--- PROBLEM TO SOLVE ---
Update the data below by changing every "rough mask" to "coarse mask", and keep everything else unchanged.

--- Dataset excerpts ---
↓↓↓
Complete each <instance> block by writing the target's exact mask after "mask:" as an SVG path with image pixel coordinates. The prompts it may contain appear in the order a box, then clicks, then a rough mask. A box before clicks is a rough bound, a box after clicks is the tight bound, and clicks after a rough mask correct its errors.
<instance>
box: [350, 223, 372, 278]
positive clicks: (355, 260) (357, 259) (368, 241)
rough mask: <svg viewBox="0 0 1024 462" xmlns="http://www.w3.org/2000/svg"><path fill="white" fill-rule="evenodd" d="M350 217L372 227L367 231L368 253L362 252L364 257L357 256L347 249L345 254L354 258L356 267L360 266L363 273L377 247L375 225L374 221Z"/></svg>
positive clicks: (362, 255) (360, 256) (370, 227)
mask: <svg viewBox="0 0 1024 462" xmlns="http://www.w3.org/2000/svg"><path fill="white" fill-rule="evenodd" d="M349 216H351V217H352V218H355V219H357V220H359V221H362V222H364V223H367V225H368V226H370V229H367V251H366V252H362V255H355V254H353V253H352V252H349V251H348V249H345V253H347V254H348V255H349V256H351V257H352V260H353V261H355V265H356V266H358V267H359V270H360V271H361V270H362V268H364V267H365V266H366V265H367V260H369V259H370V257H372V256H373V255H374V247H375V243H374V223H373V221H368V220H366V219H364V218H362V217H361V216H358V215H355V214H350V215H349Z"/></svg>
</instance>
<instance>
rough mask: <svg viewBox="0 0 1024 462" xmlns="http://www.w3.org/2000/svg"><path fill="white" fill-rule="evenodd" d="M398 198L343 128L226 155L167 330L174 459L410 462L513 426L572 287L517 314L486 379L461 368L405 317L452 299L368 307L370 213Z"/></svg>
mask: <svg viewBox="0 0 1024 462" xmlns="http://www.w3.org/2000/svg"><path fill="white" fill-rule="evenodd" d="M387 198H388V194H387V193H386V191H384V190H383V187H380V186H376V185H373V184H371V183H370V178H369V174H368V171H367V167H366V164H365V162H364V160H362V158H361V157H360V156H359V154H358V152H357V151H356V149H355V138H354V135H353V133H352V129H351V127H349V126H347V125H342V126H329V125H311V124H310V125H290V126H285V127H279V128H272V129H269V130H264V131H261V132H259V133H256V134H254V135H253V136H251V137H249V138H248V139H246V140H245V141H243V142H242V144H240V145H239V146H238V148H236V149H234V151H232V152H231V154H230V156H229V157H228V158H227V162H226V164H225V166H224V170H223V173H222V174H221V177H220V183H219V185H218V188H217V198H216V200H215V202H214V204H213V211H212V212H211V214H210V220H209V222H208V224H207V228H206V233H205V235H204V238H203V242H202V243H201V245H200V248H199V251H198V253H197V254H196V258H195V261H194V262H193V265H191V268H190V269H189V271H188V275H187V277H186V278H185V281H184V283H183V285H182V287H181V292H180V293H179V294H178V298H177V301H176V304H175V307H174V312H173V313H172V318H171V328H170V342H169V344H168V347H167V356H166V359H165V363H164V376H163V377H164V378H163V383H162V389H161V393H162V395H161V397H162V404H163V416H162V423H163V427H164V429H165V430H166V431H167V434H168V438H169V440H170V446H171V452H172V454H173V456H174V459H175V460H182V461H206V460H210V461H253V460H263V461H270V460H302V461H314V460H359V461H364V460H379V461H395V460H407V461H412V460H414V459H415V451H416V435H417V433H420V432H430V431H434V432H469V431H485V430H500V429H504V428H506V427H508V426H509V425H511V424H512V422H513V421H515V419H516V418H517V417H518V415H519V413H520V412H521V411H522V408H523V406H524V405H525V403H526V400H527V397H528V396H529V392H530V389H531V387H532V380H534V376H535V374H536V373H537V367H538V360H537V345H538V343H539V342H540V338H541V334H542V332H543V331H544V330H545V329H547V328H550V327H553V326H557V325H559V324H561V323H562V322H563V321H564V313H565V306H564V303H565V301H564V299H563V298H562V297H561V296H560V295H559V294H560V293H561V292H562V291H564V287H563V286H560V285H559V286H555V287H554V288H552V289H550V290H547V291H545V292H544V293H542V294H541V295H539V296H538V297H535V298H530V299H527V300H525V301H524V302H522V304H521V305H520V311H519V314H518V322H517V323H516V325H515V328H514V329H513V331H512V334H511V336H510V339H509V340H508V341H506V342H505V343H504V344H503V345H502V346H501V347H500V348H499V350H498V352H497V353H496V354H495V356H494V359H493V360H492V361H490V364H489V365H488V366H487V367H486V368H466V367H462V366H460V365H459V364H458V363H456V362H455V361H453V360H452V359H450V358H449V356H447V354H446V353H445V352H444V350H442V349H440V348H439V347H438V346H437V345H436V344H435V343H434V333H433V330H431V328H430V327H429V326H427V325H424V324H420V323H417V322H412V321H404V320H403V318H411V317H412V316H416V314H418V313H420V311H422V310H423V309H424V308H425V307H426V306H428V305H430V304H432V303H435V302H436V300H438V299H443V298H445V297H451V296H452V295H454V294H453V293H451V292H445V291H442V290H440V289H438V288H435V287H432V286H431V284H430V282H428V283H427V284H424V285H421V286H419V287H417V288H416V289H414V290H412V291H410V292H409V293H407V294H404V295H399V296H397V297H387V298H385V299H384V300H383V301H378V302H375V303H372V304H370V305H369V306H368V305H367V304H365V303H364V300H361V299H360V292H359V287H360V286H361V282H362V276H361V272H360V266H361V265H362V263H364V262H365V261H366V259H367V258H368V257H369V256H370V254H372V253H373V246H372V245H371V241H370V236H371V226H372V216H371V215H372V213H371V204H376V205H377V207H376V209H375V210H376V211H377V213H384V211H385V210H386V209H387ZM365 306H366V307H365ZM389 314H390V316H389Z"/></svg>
↑↑↑
--- REPLY TO THE EXERCISE ---
Complete each <instance> block by writing the target's exact mask after "mask:" as an SVG path with image pixel coordinates. The prompts it may contain appear in the order a box, then clicks, then a coarse mask. A box before clicks is a rough bound, a box after clicks is the tight bound, and clicks after a coarse mask correct its errors.
<instance>
box: [350, 223, 372, 278]
positive clicks: (355, 260) (357, 259) (368, 241)
coarse mask: <svg viewBox="0 0 1024 462" xmlns="http://www.w3.org/2000/svg"><path fill="white" fill-rule="evenodd" d="M350 217L372 227L367 231L368 253L362 252L364 257L357 256L347 249L345 254L354 258L356 267L360 266L363 273L377 247L375 225L374 221Z"/></svg>
positive clicks: (362, 255) (360, 256) (370, 227)
mask: <svg viewBox="0 0 1024 462" xmlns="http://www.w3.org/2000/svg"><path fill="white" fill-rule="evenodd" d="M349 216H351V217H352V218H355V219H357V220H359V221H362V222H364V223H367V225H368V226H370V229H367V251H366V252H362V255H355V254H353V253H352V252H349V251H348V249H345V253H347V254H348V255H349V256H351V257H352V260H353V261H355V265H356V266H358V267H359V270H360V271H361V270H362V268H364V267H365V266H366V265H367V260H369V259H370V257H372V256H373V255H374V247H375V243H374V223H373V221H368V220H366V219H364V218H362V217H361V216H358V215H355V214H350V215H349Z"/></svg>
</instance>
<instance>
coarse mask: <svg viewBox="0 0 1024 462" xmlns="http://www.w3.org/2000/svg"><path fill="white" fill-rule="evenodd" d="M398 198L343 128L226 155L167 330L174 459L410 462L513 426L572 287L517 314L486 379L461 368L405 317L452 299L368 307L370 213Z"/></svg>
mask: <svg viewBox="0 0 1024 462" xmlns="http://www.w3.org/2000/svg"><path fill="white" fill-rule="evenodd" d="M387 198H388V194H387V193H386V191H384V190H383V187H380V186H376V185H373V184H371V183H370V178H369V174H368V171H367V167H366V164H365V162H364V160H362V158H361V157H360V156H359V154H358V152H357V151H356V149H355V138H354V135H353V133H352V129H351V127H349V126H347V125H342V126H329V125H311V124H310V125H290V126H285V127H279V128H272V129H269V130H264V131H261V132H259V133H256V134H254V135H253V136H251V137H249V138H248V139H246V140H245V141H243V142H242V144H240V145H239V146H238V148H236V149H234V151H232V152H231V154H230V156H229V157H228V158H227V162H226V164H225V166H224V170H223V173H222V174H221V177H220V183H219V185H218V188H217V198H216V200H215V202H214V204H213V211H212V212H211V214H210V220H209V222H208V224H207V228H206V233H205V235H204V238H203V242H202V243H201V245H200V248H199V251H198V253H197V254H196V258H195V261H194V262H193V265H191V268H190V269H189V271H188V275H187V277H186V278H185V281H184V283H183V285H182V287H181V292H180V293H179V294H178V298H177V301H176V304H175V307H174V312H173V313H172V318H171V328H170V342H169V344H168V347H167V356H166V359H165V363H164V376H163V377H164V378H163V383H162V389H161V393H162V395H161V397H162V404H163V416H162V423H163V427H164V429H165V430H166V431H167V434H168V438H169V440H170V446H171V452H172V454H173V456H174V459H175V460H182V461H206V460H210V461H253V460H263V461H270V460H302V461H314V460H359V461H364V460H379V461H395V460H407V461H412V460H414V459H415V451H416V435H417V433H420V432H430V431H434V432H469V431H485V430H500V429H504V428H506V427H508V426H509V425H511V424H512V422H513V421H515V419H516V418H517V417H518V415H519V413H520V412H521V411H522V408H523V406H524V405H525V403H526V400H527V397H528V396H529V392H530V389H531V387H532V380H534V376H535V374H536V373H537V367H538V360H537V345H538V343H539V342H540V338H541V334H542V332H543V331H544V330H545V329H547V328H550V327H553V326H557V325H559V324H561V323H562V322H563V321H564V313H565V306H564V303H565V301H564V299H563V298H562V297H561V296H560V295H559V294H560V293H561V292H562V291H564V287H563V286H560V285H559V286H555V287H554V288H552V289H550V290H547V291H545V292H544V293H542V294H541V295H539V296H538V297H535V298H530V299H527V300H525V301H524V302H522V304H521V305H520V311H519V314H518V322H517V323H516V325H515V328H514V329H513V331H512V334H511V336H510V339H509V340H508V341H506V342H505V343H504V344H503V345H502V346H501V347H500V348H499V350H498V352H497V353H496V354H495V356H494V359H493V360H492V361H490V364H489V365H488V366H487V367H486V368H466V367H462V366H460V365H459V364H458V363H456V362H455V361H453V360H452V359H450V358H449V356H447V354H446V353H445V352H444V350H442V349H440V348H439V347H438V346H437V345H436V344H435V343H434V333H433V330H431V328H430V327H429V326H427V325H424V324H420V323H417V322H412V321H404V320H403V318H411V317H412V316H416V314H418V313H420V311H422V310H423V309H424V308H425V307H426V306H428V305H430V304H432V303H435V302H436V300H438V299H443V298H445V297H451V296H452V295H454V294H453V293H451V292H445V291H442V290H440V289H438V288H435V287H432V286H431V284H430V282H428V283H427V284H424V285H421V286H419V287H417V288H416V289H414V290H412V291H410V292H409V293H407V294H404V295H399V296H397V297H387V298H385V299H384V300H383V301H378V302H375V303H372V304H370V305H369V306H368V305H367V304H365V303H364V300H361V299H360V292H359V287H360V286H361V282H362V276H361V272H360V266H361V265H362V263H364V262H365V261H366V259H367V258H368V257H369V256H370V254H372V253H373V246H372V245H371V241H370V236H371V226H372V216H371V215H372V213H371V204H376V205H377V207H376V209H375V210H376V211H377V213H384V211H385V210H386V209H387ZM365 306H366V307H365ZM389 314H390V316H389Z"/></svg>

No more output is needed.